- [TO DO]
Which lines of the data below contain the string "charred", with case counting? Pick out each of those lines in full.

- [MATERIAL FOR THE TASK]
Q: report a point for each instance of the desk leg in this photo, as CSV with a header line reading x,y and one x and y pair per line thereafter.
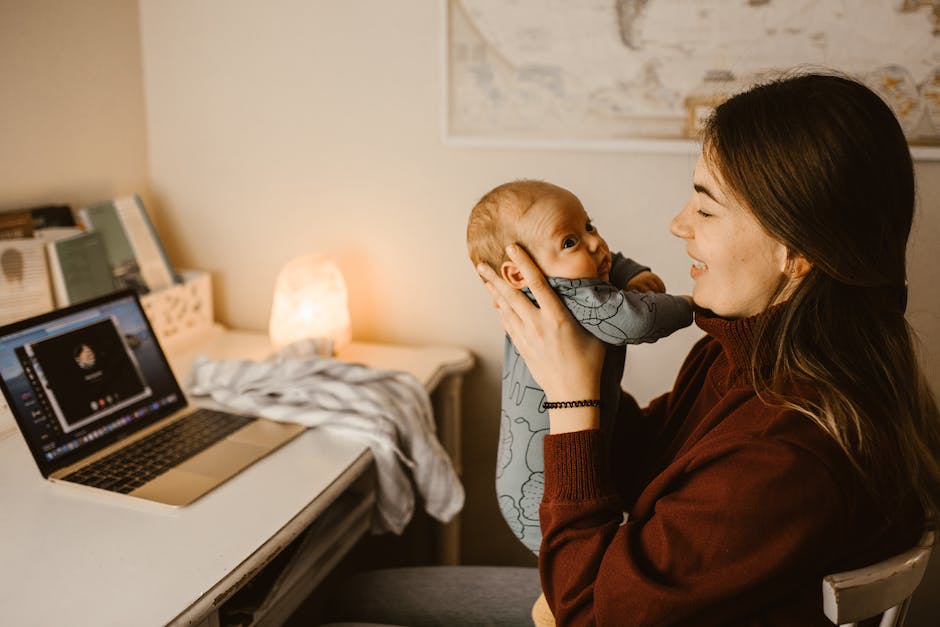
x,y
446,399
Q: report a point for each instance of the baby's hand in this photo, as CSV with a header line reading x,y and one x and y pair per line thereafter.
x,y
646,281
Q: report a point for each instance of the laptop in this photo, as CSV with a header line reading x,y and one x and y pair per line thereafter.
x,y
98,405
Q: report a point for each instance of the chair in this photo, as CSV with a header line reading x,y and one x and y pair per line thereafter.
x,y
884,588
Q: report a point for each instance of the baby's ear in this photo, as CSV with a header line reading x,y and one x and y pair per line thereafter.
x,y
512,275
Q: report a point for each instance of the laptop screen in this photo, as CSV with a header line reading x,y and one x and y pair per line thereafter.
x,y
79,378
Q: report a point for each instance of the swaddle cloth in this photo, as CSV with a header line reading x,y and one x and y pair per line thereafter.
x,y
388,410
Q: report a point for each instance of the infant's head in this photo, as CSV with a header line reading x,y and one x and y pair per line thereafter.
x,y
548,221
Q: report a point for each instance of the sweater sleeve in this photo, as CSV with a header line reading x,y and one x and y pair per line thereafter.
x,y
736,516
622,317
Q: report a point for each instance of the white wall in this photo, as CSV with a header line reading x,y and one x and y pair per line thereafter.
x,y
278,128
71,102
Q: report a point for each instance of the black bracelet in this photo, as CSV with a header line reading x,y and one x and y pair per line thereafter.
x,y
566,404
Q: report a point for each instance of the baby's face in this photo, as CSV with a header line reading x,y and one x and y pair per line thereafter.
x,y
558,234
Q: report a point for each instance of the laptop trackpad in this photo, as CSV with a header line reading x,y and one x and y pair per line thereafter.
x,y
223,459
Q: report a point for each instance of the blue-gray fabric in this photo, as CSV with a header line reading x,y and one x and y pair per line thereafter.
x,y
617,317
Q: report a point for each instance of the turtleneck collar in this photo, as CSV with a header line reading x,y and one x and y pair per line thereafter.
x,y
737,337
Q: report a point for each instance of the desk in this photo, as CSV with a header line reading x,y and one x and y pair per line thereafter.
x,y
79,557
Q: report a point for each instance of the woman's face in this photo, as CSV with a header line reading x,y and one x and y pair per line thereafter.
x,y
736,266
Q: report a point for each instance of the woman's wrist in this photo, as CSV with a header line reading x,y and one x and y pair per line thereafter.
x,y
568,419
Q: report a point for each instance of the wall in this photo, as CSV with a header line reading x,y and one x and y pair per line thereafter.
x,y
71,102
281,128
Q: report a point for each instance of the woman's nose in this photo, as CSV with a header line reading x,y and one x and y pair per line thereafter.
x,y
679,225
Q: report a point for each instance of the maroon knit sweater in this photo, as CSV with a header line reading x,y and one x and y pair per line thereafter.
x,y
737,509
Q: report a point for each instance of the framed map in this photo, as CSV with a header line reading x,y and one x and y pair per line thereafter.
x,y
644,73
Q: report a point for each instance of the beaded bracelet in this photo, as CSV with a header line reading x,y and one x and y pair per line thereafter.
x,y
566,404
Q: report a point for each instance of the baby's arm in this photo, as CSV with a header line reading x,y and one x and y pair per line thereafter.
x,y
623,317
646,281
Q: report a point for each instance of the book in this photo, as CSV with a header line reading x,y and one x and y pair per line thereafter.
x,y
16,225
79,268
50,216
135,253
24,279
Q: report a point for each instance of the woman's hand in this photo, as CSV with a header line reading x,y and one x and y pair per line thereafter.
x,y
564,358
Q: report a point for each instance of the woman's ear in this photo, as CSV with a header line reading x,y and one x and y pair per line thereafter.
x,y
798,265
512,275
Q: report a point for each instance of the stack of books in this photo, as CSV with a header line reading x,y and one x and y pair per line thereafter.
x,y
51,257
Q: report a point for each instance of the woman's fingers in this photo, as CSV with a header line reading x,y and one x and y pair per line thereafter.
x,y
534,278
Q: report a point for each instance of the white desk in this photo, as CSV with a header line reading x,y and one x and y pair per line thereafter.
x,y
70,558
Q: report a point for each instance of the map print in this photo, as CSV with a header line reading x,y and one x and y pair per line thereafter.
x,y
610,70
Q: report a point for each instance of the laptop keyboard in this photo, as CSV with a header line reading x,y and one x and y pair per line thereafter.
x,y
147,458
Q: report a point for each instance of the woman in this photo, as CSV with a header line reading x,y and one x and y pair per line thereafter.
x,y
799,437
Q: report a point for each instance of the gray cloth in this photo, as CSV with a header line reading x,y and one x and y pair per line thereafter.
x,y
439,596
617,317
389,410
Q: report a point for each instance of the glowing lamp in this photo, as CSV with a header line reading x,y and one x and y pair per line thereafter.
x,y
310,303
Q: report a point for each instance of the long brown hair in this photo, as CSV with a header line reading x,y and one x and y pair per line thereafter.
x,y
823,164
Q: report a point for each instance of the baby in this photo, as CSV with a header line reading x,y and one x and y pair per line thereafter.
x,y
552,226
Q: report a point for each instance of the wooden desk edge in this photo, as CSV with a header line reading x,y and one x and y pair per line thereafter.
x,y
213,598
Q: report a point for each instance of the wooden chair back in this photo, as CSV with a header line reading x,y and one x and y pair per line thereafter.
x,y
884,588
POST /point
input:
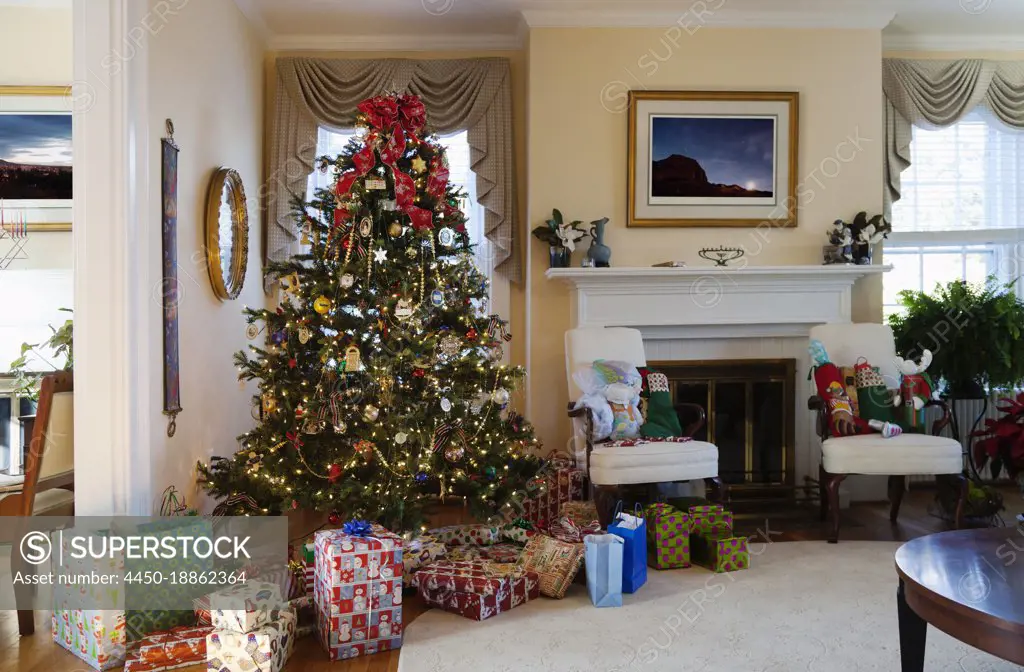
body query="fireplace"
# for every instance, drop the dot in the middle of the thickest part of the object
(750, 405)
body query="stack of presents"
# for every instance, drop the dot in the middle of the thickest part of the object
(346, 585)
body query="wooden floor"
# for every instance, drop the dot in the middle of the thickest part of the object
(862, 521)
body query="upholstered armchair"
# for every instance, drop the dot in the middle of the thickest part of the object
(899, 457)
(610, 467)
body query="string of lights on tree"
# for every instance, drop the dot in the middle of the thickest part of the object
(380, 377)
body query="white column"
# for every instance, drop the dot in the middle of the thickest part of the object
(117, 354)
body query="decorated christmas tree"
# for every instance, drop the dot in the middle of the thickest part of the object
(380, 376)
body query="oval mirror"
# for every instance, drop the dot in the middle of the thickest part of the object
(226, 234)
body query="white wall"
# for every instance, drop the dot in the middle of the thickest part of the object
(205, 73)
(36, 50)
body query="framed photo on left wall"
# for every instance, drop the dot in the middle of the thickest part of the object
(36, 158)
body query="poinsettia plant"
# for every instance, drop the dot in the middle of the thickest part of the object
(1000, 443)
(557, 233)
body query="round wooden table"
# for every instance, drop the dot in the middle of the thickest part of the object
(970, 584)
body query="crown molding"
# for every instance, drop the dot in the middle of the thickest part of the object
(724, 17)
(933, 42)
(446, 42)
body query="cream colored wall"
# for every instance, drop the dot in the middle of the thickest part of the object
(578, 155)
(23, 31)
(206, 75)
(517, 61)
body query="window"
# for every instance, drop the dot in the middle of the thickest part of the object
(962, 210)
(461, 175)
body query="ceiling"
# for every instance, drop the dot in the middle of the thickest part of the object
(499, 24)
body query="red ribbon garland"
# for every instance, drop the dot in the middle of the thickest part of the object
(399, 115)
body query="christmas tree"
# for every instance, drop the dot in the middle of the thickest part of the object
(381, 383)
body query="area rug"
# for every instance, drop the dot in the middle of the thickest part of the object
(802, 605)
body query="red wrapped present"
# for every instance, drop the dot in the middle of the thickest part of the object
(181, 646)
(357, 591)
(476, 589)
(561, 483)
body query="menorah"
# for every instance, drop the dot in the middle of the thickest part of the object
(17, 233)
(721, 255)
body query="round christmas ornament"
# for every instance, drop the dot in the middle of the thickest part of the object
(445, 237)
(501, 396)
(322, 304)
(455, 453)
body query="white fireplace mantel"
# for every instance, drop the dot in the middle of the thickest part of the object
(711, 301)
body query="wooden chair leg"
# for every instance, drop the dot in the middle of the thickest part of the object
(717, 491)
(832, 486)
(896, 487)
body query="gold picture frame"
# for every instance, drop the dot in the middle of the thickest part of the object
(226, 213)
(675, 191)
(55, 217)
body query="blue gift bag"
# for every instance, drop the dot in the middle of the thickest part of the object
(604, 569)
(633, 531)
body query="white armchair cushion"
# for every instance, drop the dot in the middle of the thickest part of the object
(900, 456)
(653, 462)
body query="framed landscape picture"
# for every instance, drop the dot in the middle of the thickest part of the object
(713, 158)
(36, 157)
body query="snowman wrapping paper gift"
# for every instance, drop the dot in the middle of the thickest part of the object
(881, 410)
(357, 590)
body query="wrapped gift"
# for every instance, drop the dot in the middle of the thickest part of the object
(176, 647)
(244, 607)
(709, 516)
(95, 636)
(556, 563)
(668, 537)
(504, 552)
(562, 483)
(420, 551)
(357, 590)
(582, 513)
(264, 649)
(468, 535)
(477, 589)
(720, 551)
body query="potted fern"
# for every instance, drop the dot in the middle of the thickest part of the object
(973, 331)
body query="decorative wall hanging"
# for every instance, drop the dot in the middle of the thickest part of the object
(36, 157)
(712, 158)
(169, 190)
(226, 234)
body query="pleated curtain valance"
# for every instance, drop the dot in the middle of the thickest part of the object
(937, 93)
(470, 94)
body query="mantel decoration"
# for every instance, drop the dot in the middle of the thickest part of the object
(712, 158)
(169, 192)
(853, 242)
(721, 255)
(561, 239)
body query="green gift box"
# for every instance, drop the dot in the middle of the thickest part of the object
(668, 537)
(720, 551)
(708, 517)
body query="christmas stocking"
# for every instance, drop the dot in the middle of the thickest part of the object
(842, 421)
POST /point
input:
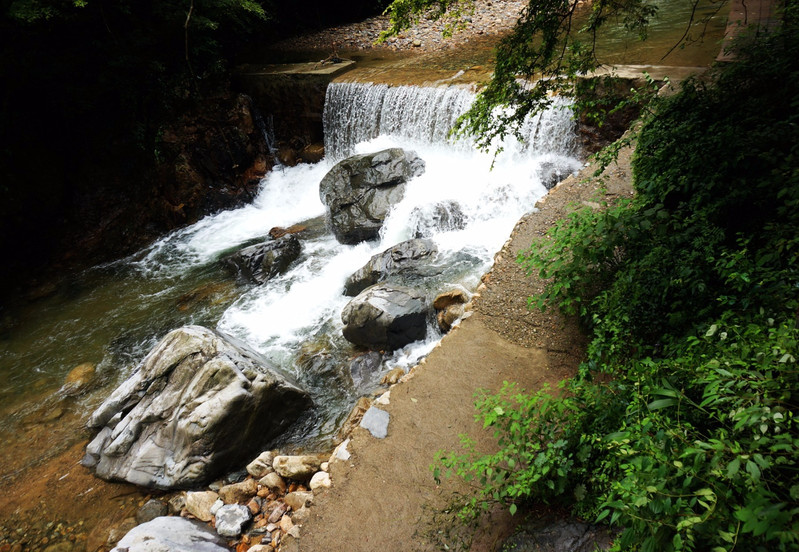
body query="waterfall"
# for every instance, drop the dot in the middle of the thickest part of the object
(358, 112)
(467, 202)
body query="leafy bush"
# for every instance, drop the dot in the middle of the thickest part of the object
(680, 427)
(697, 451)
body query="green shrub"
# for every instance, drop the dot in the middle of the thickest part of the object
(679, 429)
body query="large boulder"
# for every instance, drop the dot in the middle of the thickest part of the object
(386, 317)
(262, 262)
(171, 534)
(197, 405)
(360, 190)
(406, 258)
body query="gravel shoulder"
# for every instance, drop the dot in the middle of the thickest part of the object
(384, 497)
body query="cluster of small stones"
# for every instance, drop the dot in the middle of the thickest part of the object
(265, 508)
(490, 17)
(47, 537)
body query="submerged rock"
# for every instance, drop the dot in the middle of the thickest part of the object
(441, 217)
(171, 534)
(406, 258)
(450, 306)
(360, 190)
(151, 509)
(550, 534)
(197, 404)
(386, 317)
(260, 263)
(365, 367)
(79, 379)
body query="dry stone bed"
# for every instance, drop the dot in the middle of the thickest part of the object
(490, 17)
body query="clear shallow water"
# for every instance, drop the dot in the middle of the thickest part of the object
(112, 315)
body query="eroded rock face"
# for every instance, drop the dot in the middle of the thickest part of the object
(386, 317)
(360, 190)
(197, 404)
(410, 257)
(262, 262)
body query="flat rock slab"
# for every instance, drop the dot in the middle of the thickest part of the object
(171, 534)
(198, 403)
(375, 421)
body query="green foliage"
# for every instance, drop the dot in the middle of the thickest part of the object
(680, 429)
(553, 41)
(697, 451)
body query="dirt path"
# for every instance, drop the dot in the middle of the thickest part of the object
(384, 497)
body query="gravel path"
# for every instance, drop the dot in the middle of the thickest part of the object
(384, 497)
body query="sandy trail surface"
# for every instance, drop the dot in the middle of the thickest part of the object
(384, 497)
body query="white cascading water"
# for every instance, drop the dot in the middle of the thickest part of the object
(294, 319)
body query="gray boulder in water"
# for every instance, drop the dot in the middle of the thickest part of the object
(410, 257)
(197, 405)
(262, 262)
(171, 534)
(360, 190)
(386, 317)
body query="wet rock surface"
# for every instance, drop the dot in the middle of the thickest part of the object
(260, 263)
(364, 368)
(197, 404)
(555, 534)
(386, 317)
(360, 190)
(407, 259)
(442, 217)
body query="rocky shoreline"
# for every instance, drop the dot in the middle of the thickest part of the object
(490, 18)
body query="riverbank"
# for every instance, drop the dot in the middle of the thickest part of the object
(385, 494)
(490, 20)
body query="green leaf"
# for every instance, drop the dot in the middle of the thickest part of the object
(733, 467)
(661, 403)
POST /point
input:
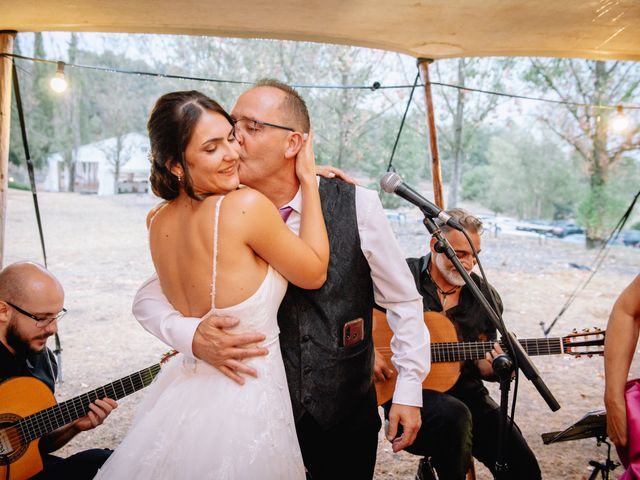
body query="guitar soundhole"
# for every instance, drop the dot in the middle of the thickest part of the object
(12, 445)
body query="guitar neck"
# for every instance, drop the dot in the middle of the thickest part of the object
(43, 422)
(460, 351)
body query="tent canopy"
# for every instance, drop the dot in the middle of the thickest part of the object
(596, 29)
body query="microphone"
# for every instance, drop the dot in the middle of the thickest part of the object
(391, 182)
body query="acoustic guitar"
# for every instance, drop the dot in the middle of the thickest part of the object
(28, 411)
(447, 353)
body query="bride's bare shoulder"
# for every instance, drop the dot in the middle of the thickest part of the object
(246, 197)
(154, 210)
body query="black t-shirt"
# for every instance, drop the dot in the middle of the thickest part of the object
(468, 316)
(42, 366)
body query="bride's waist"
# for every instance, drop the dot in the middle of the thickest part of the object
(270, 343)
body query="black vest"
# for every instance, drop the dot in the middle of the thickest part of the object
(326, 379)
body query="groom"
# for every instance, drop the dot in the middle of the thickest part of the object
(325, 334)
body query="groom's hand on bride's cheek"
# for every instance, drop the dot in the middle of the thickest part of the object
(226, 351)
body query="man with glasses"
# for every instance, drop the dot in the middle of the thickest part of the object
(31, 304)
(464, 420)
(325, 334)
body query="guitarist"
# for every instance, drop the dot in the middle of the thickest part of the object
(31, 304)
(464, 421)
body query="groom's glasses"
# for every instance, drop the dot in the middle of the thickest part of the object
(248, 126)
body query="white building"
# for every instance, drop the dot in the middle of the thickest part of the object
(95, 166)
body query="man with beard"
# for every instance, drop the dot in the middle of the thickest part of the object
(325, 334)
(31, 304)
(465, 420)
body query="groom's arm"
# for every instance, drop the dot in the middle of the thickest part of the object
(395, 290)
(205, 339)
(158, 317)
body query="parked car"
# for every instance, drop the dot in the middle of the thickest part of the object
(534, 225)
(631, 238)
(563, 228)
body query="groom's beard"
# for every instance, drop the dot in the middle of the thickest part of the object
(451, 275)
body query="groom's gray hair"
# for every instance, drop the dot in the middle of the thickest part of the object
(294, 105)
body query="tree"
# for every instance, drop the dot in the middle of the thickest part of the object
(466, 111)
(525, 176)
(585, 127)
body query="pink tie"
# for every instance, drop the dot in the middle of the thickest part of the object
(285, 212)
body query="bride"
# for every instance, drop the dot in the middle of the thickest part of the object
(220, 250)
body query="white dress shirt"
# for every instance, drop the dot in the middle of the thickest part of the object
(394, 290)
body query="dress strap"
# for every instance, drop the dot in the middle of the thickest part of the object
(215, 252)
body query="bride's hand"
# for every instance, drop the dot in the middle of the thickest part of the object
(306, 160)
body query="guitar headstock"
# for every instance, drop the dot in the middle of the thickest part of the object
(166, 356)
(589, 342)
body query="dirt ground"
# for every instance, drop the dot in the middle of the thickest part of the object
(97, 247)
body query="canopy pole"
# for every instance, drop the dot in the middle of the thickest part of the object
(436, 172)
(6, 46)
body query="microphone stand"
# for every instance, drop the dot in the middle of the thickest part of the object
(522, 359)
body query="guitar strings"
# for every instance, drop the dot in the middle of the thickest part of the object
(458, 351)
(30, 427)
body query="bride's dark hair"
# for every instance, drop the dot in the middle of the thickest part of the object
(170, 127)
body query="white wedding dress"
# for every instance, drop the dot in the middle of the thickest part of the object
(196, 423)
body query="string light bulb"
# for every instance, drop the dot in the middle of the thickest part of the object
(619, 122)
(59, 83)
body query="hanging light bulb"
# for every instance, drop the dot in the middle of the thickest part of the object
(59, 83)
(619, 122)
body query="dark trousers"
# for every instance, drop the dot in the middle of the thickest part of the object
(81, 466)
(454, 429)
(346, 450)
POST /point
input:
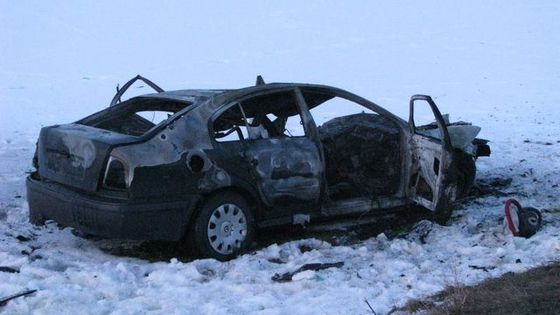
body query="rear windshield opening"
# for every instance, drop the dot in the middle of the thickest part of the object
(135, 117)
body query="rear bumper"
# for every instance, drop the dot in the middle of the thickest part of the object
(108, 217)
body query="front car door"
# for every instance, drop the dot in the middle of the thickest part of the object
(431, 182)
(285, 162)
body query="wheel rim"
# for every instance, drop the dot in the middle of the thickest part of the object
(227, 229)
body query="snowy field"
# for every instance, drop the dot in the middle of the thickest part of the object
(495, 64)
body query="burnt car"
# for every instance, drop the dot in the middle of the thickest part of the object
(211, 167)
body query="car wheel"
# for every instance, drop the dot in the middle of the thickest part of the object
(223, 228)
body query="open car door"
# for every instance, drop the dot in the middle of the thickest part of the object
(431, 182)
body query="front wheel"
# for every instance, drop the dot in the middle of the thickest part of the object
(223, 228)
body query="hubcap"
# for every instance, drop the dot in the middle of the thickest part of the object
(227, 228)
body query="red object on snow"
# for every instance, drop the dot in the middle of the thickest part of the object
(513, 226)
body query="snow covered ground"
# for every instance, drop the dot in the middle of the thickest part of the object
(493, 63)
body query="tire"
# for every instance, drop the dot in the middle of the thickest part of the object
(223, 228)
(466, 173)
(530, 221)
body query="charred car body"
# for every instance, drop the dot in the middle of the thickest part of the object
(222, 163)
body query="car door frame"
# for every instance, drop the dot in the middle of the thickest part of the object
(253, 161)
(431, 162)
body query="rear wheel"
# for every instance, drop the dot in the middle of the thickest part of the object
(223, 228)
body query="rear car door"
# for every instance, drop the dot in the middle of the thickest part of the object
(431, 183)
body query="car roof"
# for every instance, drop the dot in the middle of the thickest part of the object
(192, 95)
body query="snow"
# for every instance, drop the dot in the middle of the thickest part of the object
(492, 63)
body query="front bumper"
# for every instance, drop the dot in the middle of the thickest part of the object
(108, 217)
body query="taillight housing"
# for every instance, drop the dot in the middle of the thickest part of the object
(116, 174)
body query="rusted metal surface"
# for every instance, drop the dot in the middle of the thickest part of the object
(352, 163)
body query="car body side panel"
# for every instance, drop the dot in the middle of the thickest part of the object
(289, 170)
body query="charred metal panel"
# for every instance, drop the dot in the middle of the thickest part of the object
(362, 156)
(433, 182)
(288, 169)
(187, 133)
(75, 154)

- [SOLUTION]
body query="charred car body"
body query="charred metal panel"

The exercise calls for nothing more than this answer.